| Task prompt |
Repeat verbatim, and only, the lines of the data below, beginning at the line that contains "Target: number 34 on banner" and stopping after the line that contains "Target: black jersey".

[Items from a dataset]
==*==

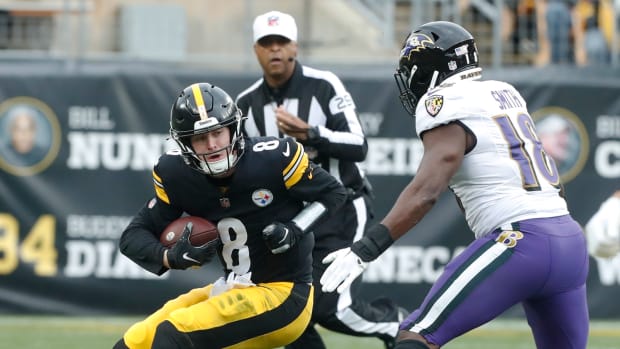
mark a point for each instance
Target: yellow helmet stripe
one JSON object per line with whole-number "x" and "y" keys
{"x": 296, "y": 168}
{"x": 200, "y": 103}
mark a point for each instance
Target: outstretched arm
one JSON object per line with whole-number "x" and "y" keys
{"x": 444, "y": 149}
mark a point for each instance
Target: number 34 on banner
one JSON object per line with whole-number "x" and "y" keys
{"x": 37, "y": 248}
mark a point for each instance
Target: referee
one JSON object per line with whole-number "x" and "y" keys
{"x": 314, "y": 107}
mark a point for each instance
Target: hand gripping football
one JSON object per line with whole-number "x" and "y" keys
{"x": 203, "y": 231}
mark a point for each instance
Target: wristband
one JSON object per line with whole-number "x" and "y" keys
{"x": 372, "y": 245}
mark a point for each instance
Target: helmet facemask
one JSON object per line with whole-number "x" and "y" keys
{"x": 412, "y": 84}
{"x": 199, "y": 161}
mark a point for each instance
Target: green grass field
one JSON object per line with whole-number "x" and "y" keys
{"x": 53, "y": 332}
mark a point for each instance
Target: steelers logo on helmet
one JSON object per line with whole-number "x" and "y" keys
{"x": 262, "y": 197}
{"x": 433, "y": 104}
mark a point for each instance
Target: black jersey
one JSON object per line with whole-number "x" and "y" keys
{"x": 271, "y": 182}
{"x": 319, "y": 98}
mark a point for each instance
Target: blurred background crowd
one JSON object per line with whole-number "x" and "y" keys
{"x": 212, "y": 34}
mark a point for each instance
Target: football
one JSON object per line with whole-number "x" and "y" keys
{"x": 203, "y": 231}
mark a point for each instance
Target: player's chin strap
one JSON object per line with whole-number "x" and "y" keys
{"x": 309, "y": 216}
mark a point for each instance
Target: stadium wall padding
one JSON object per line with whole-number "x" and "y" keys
{"x": 61, "y": 212}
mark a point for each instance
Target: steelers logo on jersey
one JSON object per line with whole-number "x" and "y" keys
{"x": 433, "y": 105}
{"x": 262, "y": 197}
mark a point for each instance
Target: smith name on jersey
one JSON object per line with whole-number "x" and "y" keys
{"x": 495, "y": 114}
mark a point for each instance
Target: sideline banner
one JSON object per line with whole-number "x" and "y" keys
{"x": 76, "y": 154}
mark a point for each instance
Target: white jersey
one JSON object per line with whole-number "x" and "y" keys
{"x": 506, "y": 177}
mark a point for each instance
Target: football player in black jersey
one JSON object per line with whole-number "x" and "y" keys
{"x": 265, "y": 197}
{"x": 314, "y": 107}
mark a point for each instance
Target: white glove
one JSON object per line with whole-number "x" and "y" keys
{"x": 345, "y": 267}
{"x": 603, "y": 229}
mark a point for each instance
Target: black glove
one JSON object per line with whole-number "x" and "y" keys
{"x": 184, "y": 255}
{"x": 279, "y": 237}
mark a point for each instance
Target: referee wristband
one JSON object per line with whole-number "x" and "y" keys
{"x": 372, "y": 245}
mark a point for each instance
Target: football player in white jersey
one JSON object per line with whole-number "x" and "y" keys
{"x": 479, "y": 142}
{"x": 603, "y": 228}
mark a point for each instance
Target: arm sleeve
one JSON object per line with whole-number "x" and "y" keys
{"x": 140, "y": 240}
{"x": 140, "y": 244}
{"x": 342, "y": 137}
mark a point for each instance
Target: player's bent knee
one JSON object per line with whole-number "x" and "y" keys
{"x": 168, "y": 337}
{"x": 410, "y": 344}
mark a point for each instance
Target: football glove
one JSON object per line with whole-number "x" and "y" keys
{"x": 280, "y": 237}
{"x": 345, "y": 267}
{"x": 184, "y": 255}
{"x": 603, "y": 230}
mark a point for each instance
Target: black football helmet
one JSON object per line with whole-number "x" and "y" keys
{"x": 202, "y": 108}
{"x": 431, "y": 54}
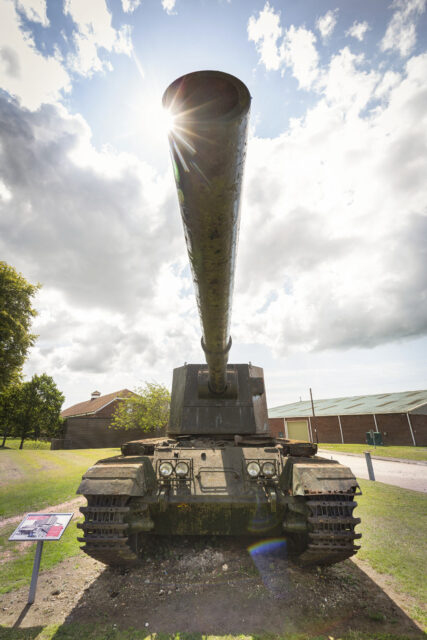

==*==

| Result for this exercise |
Target: number 34 on banner
one JSON object per line with whole-number "x" and "y" keys
{"x": 37, "y": 248}
mark a point for each instance
Target: referee
one JSON object per line with whole-number "x" and "y" keys
{"x": 314, "y": 107}
mark a point for each instance
Target: hand gripping football
one JSON object per line with whole-number "x" and "y" keys
{"x": 203, "y": 231}
mark a point for each instance
Target: wristband
one JSON object per line with whole-number "x" and "y" keys
{"x": 372, "y": 245}
mark a point for each instance
Target: helmet facemask
one JSON object per line with whole-number "x" and "y" keys
{"x": 412, "y": 84}
{"x": 199, "y": 161}
mark a point for each instance
Target: green grass field
one JSON object per line with whole-number "x" and "y" keys
{"x": 53, "y": 332}
mark a point for each instance
Target: steelers logo on helmet
one JSON object per line with whole-number "x" and "y" keys
{"x": 262, "y": 197}
{"x": 433, "y": 104}
mark a point for each instance
Target: black jersey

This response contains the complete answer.